** begin MATERIAL FOR THIS TASK **
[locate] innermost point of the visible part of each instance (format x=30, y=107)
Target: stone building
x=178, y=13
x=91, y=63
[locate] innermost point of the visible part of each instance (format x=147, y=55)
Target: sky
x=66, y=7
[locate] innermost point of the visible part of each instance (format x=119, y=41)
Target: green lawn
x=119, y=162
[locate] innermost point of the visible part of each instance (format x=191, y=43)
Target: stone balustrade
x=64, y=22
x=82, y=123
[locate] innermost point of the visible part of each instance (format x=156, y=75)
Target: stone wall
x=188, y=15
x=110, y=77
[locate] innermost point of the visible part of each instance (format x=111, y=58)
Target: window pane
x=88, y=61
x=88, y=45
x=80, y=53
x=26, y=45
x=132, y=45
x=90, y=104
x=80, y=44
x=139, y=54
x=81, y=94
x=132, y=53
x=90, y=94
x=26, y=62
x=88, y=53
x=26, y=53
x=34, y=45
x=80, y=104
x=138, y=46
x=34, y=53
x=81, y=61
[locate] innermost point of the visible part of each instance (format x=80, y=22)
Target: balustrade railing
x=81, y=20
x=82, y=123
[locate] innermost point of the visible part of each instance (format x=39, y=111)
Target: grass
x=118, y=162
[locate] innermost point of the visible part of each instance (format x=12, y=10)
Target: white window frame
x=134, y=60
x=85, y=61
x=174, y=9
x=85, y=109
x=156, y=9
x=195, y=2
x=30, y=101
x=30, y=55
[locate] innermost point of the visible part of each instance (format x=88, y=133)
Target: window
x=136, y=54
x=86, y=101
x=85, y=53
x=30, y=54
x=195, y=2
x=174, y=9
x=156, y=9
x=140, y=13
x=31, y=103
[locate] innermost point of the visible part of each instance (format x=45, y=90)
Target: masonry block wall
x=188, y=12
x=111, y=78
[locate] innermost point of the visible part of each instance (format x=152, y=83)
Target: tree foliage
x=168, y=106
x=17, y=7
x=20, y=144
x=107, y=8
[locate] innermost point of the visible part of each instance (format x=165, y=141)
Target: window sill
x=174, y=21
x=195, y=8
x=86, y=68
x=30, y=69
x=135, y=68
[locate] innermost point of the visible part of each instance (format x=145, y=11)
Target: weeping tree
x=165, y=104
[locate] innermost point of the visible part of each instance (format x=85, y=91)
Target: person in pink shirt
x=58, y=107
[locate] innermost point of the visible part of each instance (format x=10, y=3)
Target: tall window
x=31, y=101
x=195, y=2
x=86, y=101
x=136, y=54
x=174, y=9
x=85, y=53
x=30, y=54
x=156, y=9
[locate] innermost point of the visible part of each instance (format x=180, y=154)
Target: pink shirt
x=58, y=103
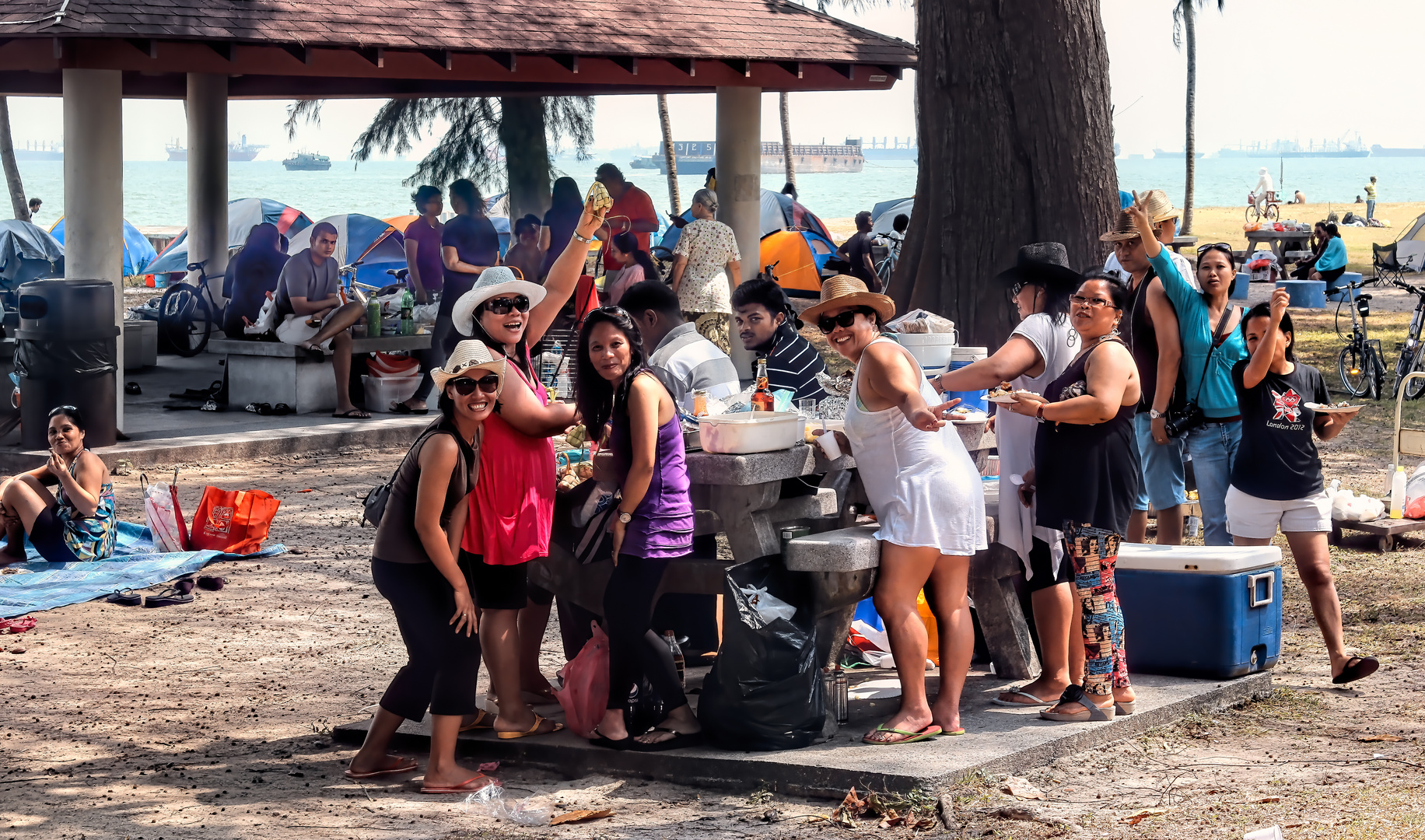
** end MATERIAL FOR THIS TASK **
- PROBLEM:
Please identify every line in the records above that contains the word "pink" with the same capitalization, and copy each of those lines in full.

- SOLUTION TO THIS PROBLEM:
Target: person in pink shirt
Target: pink shirt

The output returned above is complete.